Raw records

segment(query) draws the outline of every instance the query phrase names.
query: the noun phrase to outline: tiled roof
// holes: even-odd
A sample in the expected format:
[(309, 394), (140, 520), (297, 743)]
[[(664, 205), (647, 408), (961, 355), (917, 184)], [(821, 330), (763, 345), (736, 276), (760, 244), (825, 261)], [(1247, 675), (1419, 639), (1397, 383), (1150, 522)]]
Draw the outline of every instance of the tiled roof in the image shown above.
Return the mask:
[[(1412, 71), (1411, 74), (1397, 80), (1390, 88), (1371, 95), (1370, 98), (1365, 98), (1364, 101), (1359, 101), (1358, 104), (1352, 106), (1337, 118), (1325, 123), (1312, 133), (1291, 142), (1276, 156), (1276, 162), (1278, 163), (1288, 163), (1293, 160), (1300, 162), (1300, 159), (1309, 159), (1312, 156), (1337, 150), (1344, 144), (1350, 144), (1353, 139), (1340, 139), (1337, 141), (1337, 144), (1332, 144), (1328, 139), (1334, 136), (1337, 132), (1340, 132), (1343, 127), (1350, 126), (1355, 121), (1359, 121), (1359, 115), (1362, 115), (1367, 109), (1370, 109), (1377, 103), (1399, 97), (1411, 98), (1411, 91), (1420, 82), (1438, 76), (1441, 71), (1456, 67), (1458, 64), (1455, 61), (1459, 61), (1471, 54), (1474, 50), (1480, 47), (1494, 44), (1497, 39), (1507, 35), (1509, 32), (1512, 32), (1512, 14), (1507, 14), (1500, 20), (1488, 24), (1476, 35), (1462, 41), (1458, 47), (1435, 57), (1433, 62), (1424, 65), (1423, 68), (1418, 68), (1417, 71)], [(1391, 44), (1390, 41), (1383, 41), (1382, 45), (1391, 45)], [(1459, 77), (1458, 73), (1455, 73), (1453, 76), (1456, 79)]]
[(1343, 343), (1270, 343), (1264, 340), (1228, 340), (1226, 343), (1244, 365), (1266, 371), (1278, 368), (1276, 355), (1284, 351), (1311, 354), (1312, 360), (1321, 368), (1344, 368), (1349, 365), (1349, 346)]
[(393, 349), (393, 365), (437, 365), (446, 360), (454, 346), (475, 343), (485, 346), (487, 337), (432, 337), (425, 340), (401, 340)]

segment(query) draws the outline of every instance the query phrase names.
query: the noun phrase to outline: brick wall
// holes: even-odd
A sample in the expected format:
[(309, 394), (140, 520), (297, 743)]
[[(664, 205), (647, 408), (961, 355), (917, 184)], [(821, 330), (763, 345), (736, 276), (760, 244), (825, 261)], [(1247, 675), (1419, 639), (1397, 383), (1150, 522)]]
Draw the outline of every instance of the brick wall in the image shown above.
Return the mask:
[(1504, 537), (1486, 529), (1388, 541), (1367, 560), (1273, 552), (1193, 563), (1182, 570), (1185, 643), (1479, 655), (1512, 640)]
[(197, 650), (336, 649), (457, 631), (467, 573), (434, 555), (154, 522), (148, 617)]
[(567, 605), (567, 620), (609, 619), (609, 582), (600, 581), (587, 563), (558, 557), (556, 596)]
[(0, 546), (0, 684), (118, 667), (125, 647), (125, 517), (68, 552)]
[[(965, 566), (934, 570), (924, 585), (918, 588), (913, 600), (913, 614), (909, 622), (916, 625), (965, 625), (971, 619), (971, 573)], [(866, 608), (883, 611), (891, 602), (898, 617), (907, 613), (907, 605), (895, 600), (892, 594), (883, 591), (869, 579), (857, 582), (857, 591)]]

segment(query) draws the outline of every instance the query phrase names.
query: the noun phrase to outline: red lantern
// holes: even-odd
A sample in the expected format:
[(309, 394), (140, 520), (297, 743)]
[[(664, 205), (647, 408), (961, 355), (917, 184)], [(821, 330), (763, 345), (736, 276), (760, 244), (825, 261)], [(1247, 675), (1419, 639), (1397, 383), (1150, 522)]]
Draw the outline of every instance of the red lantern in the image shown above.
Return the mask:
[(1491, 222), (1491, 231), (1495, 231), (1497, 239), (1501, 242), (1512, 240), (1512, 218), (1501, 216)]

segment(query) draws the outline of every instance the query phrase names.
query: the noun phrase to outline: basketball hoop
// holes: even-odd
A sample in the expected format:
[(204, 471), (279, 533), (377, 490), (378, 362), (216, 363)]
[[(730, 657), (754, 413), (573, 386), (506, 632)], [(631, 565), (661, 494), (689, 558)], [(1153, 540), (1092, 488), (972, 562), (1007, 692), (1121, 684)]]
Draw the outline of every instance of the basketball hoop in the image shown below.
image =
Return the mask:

Directions for this task
Locate each line in the entries above that contains the word "tiled", and copy those lines out in full.

Finished answer
query: the noun phrase to outline: tiled roof
Draw the outline of every instance of the tiled roof in the image shown above.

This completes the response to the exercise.